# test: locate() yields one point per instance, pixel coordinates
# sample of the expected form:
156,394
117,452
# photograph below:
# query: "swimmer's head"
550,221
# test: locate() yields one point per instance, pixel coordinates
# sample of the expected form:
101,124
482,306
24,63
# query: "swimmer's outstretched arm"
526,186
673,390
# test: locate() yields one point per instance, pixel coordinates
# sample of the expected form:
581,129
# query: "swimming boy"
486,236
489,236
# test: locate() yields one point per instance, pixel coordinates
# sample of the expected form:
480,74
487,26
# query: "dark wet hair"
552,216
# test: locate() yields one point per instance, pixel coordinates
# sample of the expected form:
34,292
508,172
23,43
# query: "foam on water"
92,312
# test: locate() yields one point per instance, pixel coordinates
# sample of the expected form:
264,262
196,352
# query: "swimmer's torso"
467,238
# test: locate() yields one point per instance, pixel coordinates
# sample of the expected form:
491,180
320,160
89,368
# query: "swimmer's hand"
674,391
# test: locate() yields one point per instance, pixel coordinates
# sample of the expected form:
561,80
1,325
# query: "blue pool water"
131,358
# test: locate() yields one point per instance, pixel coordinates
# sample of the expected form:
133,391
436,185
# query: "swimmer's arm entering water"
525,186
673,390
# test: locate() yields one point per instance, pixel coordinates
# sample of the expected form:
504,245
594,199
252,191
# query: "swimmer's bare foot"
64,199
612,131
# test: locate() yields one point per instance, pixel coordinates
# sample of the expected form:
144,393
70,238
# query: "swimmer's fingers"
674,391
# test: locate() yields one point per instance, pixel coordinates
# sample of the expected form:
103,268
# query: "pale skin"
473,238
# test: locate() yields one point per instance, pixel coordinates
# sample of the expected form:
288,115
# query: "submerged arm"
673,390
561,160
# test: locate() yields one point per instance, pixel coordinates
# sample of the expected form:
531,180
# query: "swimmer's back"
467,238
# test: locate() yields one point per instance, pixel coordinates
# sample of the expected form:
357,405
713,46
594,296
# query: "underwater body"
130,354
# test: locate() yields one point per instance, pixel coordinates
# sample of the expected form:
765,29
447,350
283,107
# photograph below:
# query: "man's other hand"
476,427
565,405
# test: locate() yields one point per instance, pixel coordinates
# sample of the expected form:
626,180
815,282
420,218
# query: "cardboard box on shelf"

**Work order**
Line by line, repeat everything in the records verbatim.

**Finished exercise**
# test: locate() yields one point per instance, pixel coordinates
# sample of the expected form:
156,394
117,452
# photograph below:
# query: "swimmer's head"
550,221
# test: locate() yields one point per instance, pixel coordinates
# sample of the expected form:
101,124
482,306
24,63
# query: "swimmer's outstretched arm"
526,186
673,390
# test: locate() yields one point per instance, pixel coordinates
# sample of the expected form:
581,129
# query: "swimming boy"
486,236
489,236
# test: locate() yields one point per instance, pixel coordinates
# sample of the expected form:
480,74
487,26
# query: "dark wet hair"
552,216
# test: locate() yields one point per instance, pixel coordinates
# sample of the expected form:
34,292
508,172
23,43
# query: "foam on water"
92,312
# test: locate() yields one point per instance, pixel coordinates
# sample of the expected form:
264,262
196,352
# query: "swimmer's torso"
467,238
# test: locate() yields one point per instance, pixel coordinates
# sample of the expected form:
491,180
320,160
89,368
# query: "swimmer's hand"
674,391
# test: locate() yields one point per instance, pixel coordinates
# sample of the expected form:
561,80
1,325
# query: "blue pool water"
131,358
# test: locate() yields one point per instance, pixel coordinates
# sample of the expected form:
133,391
436,185
# query: "swimmer's arm entering water"
525,186
673,390
# test: locate() yields one point per instance, pixel coordinates
# sample of the expected form:
504,245
594,199
252,191
# query: "swimmer's bare foot"
64,199
612,131
# test: locate() yields one point per instance, pixel coordinates
# sample of the expected form:
144,393
70,238
# query: "swimmer's fingers"
674,391
# test: locate() yields one point per instance, pixel coordinates
# sample of the expected form:
103,268
# query: "pale skin"
473,238
# test: locate() yields one point per instance, pixel coordinates
# sample of the expected form:
288,115
# query: "submerged arm"
673,390
561,160
# test: locate() yields one point per instance, pixel coordinates
# sample of the expected form:
531,180
# query: "swimmer's back"
467,238
# test: locate() yields one point per instance, pixel coordinates
# sample of the expected form:
357,405
713,46
594,296
# query: "underwater body"
130,354
# test: locate() yields one point per instance, pixel coordinates
# sample of the expected form:
765,29
447,350
283,107
# photograph below:
# query: "man's other hand"
476,427
565,405
# test: locate() yields one point per instance, pixel coordinates
# sample of the expected form:
626,180
815,282
420,218
# query: "cardboard box on shelf"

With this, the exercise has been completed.